[Start of PROVIDED RECORDS]

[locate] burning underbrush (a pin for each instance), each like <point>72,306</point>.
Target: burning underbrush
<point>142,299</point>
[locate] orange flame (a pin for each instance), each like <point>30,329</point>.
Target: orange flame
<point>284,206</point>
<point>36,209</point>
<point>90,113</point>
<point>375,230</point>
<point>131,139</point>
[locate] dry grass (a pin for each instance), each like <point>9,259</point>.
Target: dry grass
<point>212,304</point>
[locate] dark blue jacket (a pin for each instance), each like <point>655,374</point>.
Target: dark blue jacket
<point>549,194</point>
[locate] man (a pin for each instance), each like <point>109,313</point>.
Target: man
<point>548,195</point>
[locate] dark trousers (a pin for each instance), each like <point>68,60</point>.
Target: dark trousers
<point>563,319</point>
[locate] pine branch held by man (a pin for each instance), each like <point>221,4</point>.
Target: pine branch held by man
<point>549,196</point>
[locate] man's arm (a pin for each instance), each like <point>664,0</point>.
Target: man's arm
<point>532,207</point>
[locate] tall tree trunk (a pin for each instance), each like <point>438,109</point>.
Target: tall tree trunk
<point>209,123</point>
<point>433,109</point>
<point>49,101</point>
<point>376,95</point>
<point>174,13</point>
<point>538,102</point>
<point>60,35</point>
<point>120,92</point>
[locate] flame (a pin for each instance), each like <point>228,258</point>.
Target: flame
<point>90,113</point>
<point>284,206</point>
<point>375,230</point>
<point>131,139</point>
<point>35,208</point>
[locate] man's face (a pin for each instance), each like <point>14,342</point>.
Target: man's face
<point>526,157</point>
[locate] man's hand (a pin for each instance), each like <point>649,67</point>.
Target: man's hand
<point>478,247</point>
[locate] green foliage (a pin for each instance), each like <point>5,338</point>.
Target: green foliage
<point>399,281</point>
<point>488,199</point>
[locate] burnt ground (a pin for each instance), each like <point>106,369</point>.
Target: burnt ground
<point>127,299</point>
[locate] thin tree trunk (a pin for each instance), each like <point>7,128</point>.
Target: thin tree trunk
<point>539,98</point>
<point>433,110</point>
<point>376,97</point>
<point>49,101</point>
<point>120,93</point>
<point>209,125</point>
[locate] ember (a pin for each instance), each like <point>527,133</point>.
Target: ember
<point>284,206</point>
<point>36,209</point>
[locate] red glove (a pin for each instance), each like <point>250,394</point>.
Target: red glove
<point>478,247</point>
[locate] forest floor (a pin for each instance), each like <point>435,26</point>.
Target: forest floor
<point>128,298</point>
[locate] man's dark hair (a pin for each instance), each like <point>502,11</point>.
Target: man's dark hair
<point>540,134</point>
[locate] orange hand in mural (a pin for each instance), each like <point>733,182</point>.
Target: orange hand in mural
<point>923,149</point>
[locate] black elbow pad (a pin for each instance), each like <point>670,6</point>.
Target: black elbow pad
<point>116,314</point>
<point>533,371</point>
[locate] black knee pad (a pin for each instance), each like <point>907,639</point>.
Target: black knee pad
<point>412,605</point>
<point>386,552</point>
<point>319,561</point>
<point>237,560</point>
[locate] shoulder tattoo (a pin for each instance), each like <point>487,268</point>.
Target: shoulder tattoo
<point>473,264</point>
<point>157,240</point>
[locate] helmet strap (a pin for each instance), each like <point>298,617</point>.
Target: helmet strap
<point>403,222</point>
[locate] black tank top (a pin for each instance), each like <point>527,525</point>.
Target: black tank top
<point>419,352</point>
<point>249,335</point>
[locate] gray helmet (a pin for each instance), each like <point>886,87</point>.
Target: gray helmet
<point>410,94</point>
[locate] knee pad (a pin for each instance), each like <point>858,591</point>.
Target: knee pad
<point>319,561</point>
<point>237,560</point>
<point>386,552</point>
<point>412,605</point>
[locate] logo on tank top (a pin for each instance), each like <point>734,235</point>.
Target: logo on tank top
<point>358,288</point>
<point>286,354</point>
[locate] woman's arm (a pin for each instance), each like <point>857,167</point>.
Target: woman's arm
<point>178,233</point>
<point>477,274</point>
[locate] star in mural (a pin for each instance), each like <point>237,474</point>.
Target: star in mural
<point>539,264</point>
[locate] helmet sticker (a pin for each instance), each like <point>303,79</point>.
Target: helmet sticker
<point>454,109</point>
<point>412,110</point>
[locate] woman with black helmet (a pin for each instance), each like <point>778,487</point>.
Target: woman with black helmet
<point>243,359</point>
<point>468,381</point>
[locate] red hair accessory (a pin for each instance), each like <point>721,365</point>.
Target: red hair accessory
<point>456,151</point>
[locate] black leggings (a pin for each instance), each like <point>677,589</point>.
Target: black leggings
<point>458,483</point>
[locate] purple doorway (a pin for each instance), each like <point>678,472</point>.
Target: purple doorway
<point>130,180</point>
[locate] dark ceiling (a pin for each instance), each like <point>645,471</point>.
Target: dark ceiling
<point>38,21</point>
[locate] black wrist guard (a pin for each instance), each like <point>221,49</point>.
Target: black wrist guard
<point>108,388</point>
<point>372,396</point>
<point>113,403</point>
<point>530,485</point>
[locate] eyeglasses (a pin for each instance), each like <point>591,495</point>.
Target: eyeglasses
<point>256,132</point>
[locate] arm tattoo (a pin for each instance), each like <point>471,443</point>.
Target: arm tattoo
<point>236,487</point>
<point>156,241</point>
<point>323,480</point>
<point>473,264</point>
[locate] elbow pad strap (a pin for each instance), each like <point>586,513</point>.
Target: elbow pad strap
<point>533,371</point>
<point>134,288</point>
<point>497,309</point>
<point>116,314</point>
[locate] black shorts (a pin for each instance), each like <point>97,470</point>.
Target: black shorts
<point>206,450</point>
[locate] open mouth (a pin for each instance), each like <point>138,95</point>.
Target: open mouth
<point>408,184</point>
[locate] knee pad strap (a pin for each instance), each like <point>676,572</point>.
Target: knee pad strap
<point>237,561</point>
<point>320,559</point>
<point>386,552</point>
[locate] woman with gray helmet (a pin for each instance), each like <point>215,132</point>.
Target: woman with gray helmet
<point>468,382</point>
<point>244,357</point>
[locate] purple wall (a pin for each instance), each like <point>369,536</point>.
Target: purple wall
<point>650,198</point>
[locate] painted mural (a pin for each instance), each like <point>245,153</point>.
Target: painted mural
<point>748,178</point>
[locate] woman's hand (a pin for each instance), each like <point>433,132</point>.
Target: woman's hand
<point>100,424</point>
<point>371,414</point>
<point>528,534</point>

[End of PROVIDED RECORDS]

Can you turn every line of the records above into a JSON list of strings, one string per line, with blank lines left out?

#### [ANSWER TO THE EXERCISE]
[
  "[locate] burning underbrush (a pin for each instance), each like <point>72,306</point>.",
  "Target: burning underbrush",
  "<point>142,299</point>",
  "[locate] orange flame (a pin for each instance), each like <point>30,329</point>.",
  "Target: orange flame",
  "<point>284,206</point>",
  "<point>36,209</point>",
  "<point>90,113</point>",
  "<point>375,230</point>",
  "<point>131,139</point>",
  "[locate] dry grass (a pin for each instance), each like <point>9,259</point>.",
  "Target: dry grass",
  "<point>212,304</point>",
  "[locate] dark blue jacket (a pin for each instance), each like <point>655,374</point>.",
  "Target: dark blue jacket",
  "<point>549,194</point>",
  "[locate] man (a pin for each instance), each like <point>109,313</point>.",
  "Target: man",
  "<point>548,195</point>",
  "[locate] dark trousers (a pin for each instance), each like <point>68,60</point>.",
  "Target: dark trousers",
  "<point>563,319</point>",
  "[locate] pine branch held by man (a pin for each instance), each like <point>221,4</point>.",
  "Target: pine branch held by man",
  "<point>549,196</point>",
  "[locate] man's arm (a pin for each instance), each like <point>664,0</point>.",
  "Target: man's arm",
  "<point>532,207</point>",
  "[locate] tall tree trunk (a pin for each instance), each like <point>438,109</point>.",
  "Target: tall tree trunk",
  "<point>209,123</point>",
  "<point>433,109</point>",
  "<point>49,101</point>",
  "<point>376,95</point>",
  "<point>174,13</point>",
  "<point>538,102</point>",
  "<point>60,35</point>",
  "<point>120,92</point>",
  "[locate] flame (a pin for each instance), each like <point>228,258</point>.",
  "Target: flame",
  "<point>90,113</point>",
  "<point>284,206</point>",
  "<point>375,230</point>",
  "<point>131,139</point>",
  "<point>35,208</point>",
  "[locate] man's face (a pin for each instance), each like <point>14,342</point>.",
  "Target: man's face",
  "<point>526,157</point>",
  "[locate] man's hand (a pin for each instance), each like <point>649,67</point>.",
  "Target: man's hand",
  "<point>478,247</point>",
  "[locate] green foliage (a pin for each instance), each like <point>5,338</point>.",
  "Target: green foliage",
  "<point>399,281</point>",
  "<point>488,199</point>",
  "[locate] burnt ground (a pin for each instance), each like <point>106,369</point>.",
  "Target: burnt ground",
  "<point>127,299</point>",
  "[locate] thin tree trunk (a pin for each instance), each like <point>7,128</point>.",
  "Target: thin tree trunk",
  "<point>539,98</point>",
  "<point>433,110</point>",
  "<point>376,97</point>",
  "<point>49,101</point>",
  "<point>120,93</point>",
  "<point>209,125</point>",
  "[locate] ember (a pin for each instance), each like <point>527,133</point>.",
  "Target: ember",
  "<point>284,206</point>",
  "<point>36,209</point>",
  "[locate] red glove (a pin for each instance), each like <point>250,394</point>.",
  "Target: red glove",
  "<point>478,247</point>",
  "[locate] forest floor (a pin for each instance), each like <point>435,26</point>.",
  "Target: forest floor",
  "<point>128,298</point>",
  "[locate] man's dark hair (a pin for each instance), each like <point>502,11</point>.",
  "Target: man's dark hair",
  "<point>540,134</point>",
  "[locate] orange hand in mural (a pin for each instance), each like <point>733,182</point>.",
  "Target: orange hand in mural",
  "<point>923,149</point>",
  "[locate] black elbow pad (a pin for each instance), each like <point>670,6</point>.",
  "Target: black elbow pad",
  "<point>116,314</point>",
  "<point>533,371</point>",
  "[locate] black knee pad (a pin for each instance), each like <point>907,639</point>.",
  "Target: black knee pad",
  "<point>412,605</point>",
  "<point>386,552</point>",
  "<point>319,561</point>",
  "<point>237,560</point>",
  "[locate] shoulder tattoo (a pin for each instance), each like <point>487,268</point>.",
  "Target: shoulder tattoo",
  "<point>473,264</point>",
  "<point>157,240</point>",
  "[locate] helmet strap (a pin for each instance), each like <point>298,617</point>.",
  "Target: helmet strap",
  "<point>403,222</point>",
  "[locate] black tank top (a pin for each instance), each like <point>527,525</point>.",
  "Target: black tank top",
  "<point>419,352</point>",
  "<point>249,335</point>",
  "[locate] gray helmet (a pin for each instance), each like <point>886,87</point>.",
  "Target: gray helmet",
  "<point>410,94</point>",
  "[locate] knee pad (a pin for each instance), each like <point>858,591</point>.",
  "Target: knee pad",
  "<point>319,561</point>",
  "<point>237,560</point>",
  "<point>386,552</point>",
  "<point>412,605</point>",
  "[locate] logo on tank top (a pin for each instance), each like <point>734,235</point>.",
  "Target: logo on tank top",
  "<point>358,288</point>",
  "<point>286,354</point>",
  "[locate] woman's arm (a pin for each instance), each like <point>857,167</point>.",
  "Target: woman's arm",
  "<point>178,233</point>",
  "<point>477,274</point>",
  "[locate] star in mural (a pin for each instance), each like <point>237,474</point>.",
  "Target: star in mural",
  "<point>539,264</point>",
  "[locate] helmet sticker (a pin for each instance), each like <point>303,79</point>.",
  "Target: helmet sticker",
  "<point>454,109</point>",
  "<point>412,110</point>",
  "[locate] woman with black helmet (a pin for each instance), each like <point>778,487</point>.",
  "Target: woman with black helmet",
  "<point>243,359</point>",
  "<point>468,381</point>",
  "[locate] red hair accessory (a pin for each instance), each like <point>721,365</point>.",
  "Target: red hair accessory",
  "<point>456,151</point>",
  "[locate] black leggings (a pin for each instance), each like <point>677,589</point>.",
  "Target: black leggings",
  "<point>458,483</point>",
  "[locate] purple doorway (a pin for each instance), each like <point>678,472</point>.",
  "Target: purple doorway",
  "<point>130,180</point>",
  "[locate] dark ceiling (a pin for each instance), each like <point>645,471</point>.",
  "Target: dark ceiling",
  "<point>38,21</point>",
  "[locate] black wrist guard (a pin for each instance), each like <point>221,49</point>.",
  "Target: black wrist guard",
  "<point>108,388</point>",
  "<point>372,396</point>",
  "<point>113,403</point>",
  "<point>530,485</point>",
  "[locate] eyeglasses (a pin for each instance), each like <point>591,495</point>.",
  "Target: eyeglasses",
  "<point>256,132</point>",
  "[locate] arm tattoo (a pin for each instance), each like <point>471,443</point>.",
  "Target: arm tattoo",
  "<point>236,487</point>",
  "<point>156,241</point>",
  "<point>323,480</point>",
  "<point>473,264</point>",
  "[locate] elbow pad strap (a pin for each instance), each like <point>586,513</point>.",
  "Target: elbow pad strap",
  "<point>533,371</point>",
  "<point>134,288</point>",
  "<point>497,309</point>",
  "<point>116,314</point>",
  "[locate] black shorts (a pin for each instance), each like <point>97,470</point>.",
  "Target: black shorts",
  "<point>206,450</point>",
  "[locate] open mouth (a pin for each instance), each like <point>138,95</point>.",
  "Target: open mouth",
  "<point>408,184</point>",
  "[locate] knee pad strap (a pin for each instance), each like <point>676,572</point>.",
  "Target: knee pad strap",
  "<point>237,561</point>",
  "<point>320,559</point>",
  "<point>386,552</point>",
  "[locate] woman with gray helmet (a pin for each instance), each like <point>215,132</point>.",
  "Target: woman with gray helmet",
  "<point>468,382</point>",
  "<point>244,357</point>",
  "[locate] purple wall (a pin for each instance), each like <point>369,536</point>.",
  "Target: purple wall",
  "<point>650,198</point>",
  "[locate] painted mural (a pin for each instance), each like <point>245,153</point>.",
  "Target: painted mural",
  "<point>748,178</point>",
  "[locate] woman's hand (a pin for each instance), each like <point>433,132</point>.",
  "Target: woman's hand",
  "<point>100,424</point>",
  "<point>371,414</point>",
  "<point>528,534</point>"
]